What the task requires
Without the pictures, write out every entry that follows exactly.
── Records supplied
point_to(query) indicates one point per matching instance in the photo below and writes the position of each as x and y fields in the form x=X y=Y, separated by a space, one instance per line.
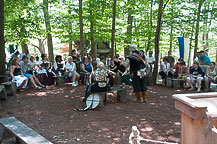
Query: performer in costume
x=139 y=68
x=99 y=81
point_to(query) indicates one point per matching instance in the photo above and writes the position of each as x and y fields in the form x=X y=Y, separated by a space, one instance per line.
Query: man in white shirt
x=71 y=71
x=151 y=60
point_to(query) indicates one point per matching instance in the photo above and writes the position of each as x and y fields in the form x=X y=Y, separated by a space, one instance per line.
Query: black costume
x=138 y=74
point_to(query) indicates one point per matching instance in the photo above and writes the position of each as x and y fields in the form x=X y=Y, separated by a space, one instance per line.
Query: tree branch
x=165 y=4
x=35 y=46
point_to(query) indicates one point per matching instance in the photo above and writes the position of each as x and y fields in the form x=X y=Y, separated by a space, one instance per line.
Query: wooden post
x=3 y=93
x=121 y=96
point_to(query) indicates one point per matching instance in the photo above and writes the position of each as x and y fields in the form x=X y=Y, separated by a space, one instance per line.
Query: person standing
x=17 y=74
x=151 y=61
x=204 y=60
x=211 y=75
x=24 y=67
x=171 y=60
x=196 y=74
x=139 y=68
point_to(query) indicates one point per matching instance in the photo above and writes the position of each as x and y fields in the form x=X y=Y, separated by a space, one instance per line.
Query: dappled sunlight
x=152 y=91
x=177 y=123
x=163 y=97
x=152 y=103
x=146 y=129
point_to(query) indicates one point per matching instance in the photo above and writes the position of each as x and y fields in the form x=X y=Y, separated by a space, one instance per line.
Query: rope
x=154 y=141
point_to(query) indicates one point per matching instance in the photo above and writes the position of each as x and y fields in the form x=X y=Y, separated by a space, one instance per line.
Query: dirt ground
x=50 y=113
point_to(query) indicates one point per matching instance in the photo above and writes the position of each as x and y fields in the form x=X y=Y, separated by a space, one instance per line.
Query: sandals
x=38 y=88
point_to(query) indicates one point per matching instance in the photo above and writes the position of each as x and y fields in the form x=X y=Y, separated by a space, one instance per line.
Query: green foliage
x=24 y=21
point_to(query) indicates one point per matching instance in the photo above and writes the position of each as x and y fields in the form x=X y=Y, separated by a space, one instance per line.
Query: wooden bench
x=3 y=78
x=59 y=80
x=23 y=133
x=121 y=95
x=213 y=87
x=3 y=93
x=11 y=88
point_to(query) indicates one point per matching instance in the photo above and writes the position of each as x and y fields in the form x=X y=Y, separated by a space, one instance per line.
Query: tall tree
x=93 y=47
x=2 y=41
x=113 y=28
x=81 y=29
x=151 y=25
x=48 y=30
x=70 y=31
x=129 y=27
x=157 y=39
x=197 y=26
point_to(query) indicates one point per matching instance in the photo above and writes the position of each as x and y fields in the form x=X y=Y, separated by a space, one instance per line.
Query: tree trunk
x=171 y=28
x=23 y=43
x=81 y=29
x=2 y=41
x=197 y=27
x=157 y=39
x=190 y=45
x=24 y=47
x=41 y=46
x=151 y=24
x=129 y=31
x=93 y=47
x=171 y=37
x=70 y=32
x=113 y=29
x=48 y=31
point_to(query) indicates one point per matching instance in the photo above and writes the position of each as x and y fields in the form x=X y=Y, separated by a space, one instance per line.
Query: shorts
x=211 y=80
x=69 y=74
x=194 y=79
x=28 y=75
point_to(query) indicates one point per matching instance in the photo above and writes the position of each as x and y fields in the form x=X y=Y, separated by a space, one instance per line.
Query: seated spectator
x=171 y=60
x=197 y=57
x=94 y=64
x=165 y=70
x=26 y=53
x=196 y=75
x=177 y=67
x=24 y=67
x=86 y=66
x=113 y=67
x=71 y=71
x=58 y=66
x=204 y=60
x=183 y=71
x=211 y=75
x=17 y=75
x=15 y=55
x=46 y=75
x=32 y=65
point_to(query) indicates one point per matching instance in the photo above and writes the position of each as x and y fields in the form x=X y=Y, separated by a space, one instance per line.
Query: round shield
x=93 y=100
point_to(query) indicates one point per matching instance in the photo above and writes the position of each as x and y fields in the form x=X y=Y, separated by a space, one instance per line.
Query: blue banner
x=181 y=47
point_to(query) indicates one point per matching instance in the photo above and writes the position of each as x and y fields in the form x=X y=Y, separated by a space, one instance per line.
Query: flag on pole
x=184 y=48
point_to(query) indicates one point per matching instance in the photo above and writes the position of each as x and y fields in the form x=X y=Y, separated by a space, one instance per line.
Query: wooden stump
────
Response box
point_to(query) indicates one point per matching instance in the photo below and writes the position of each as x and y fields in the form x=X y=Y, separated by a space, one instance per line.
Query: performer in costume
x=139 y=68
x=99 y=81
point_to(query) indicates one point per matching instance in the photo above and writes the position of each as x and y fields in the form x=X y=Y, separated by a space, one instance per line.
Query: man in white shirt
x=71 y=71
x=151 y=60
point_to(query) indicates one point per matching instance in the photo above and writes the position of each as x and y fields in the form x=X y=Y, separated by a space, one instance per line.
Query: black costume
x=138 y=74
point_to(query) indicates one point per matching instance in the photo above and writes the position of each as x and y fields in the form x=X y=Y, separated by a space, one instance per line.
Query: tree branch
x=165 y=4
x=35 y=46
point_to(query) indicates one point per matching instance in the photo above and writes the position of each as x and y fields in the form x=X y=Y, separated by a space, one instance per line.
Query: wooden post
x=3 y=93
x=121 y=96
point_to(query) indicates one point per matching instance in the photo above and writes the position of each as x and y fields in the form x=X y=Y, separated by a space, one instance per line.
Query: person standing
x=17 y=74
x=151 y=61
x=204 y=60
x=211 y=75
x=24 y=67
x=171 y=60
x=196 y=74
x=139 y=68
point_to(query) indicates one point per matching instance in the photo above and writes the position of each as x and y fields in the form x=X y=Y, separated by a space, one instance per line.
Query: dappled sunlight
x=152 y=91
x=177 y=123
x=163 y=97
x=152 y=103
x=146 y=129
point_to(query) indicates one point per matching instance in the photo above and writes the position of each as x and y fields in the form x=X y=Y, separated by a space, one instance per line.
Query: rope
x=154 y=141
point_to(query) indicates one point per matching instance in the photo above and writes the position of each as x and y fields in the form x=X y=Y, separated by a space, one instance per line.
Query: dirt ground
x=50 y=113
point_to(query) indicates one point per matching instance in the photo above and writes the position of each as x and y fields in the form x=X y=Y, separated by a space, one instance per line.
Query: sandals
x=38 y=88
point_to(query) indicates one point per matching instance in the photo above and writes the position of each as x and y fields in the form x=X y=Y, separated by a space, one instance per line.
Query: green foliage
x=24 y=21
point_to(query) indicates one point per matching instance in the photo above and writes the position of each as x and y fields in the form x=X y=Y, separated by a space, one instance per line.
Query: wooden bench
x=3 y=78
x=59 y=80
x=23 y=133
x=121 y=95
x=213 y=87
x=3 y=93
x=11 y=88
point_to(query) indicates one point per matching instance in the photo above and writes the position of each as x and y fields in the form x=X y=Y, separated by a space, one instance per line.
Query: tall tree
x=93 y=47
x=2 y=41
x=113 y=28
x=81 y=29
x=151 y=25
x=48 y=30
x=70 y=31
x=129 y=27
x=157 y=39
x=197 y=26
point_to(query) indicates one point per matching instance in the photo above and writes the position of each as x and y fields in the form x=X y=Y, separated by a space, one instance per line.
Query: tree trunk
x=171 y=28
x=23 y=43
x=81 y=29
x=2 y=41
x=197 y=27
x=157 y=39
x=190 y=45
x=24 y=47
x=41 y=46
x=151 y=24
x=129 y=31
x=93 y=47
x=171 y=37
x=70 y=32
x=113 y=29
x=48 y=31
point_to(query) indicates one point per matching instance in the photo above and writes the position of each as x and y fields in the form x=X y=Y, separated by a space, one instance per line.
Query: shorts
x=211 y=80
x=69 y=74
x=194 y=79
x=28 y=75
point_to(query) indicates one point per matching instance in the photo above and writes the position of each as x and y fields in the form x=X y=Y, separated by a space, one instance per line.
Query: seated spectator
x=171 y=60
x=197 y=57
x=94 y=64
x=165 y=70
x=26 y=53
x=196 y=75
x=177 y=67
x=24 y=67
x=86 y=66
x=113 y=67
x=71 y=71
x=58 y=66
x=204 y=60
x=183 y=71
x=211 y=75
x=17 y=75
x=15 y=55
x=46 y=75
x=32 y=65
point_to(query) indicates one point per matching instance in the photo above and writes the position of each as x and y fields in the form x=X y=Y, separated by a space, one instance per line.
Query: round shield
x=93 y=100
point_to(query) indicates one point per matching instance in the photo above and writes the position of each as x and y fields in the form x=X y=Y, separated by a space, one instance per line.
Query: blue banner
x=181 y=47
point_to(query) indicates one point per matching instance in the photo above and writes the position of each as x and y fields in the form x=X y=Y, separated by a space, one instance per line.
Query: flag on pole
x=184 y=48
point_to(query) indicates one point per matching instance in the photo above and writes the position of each as x and y fields in the form x=X y=Y, separated by a space, one instance per line.
Query: wooden stump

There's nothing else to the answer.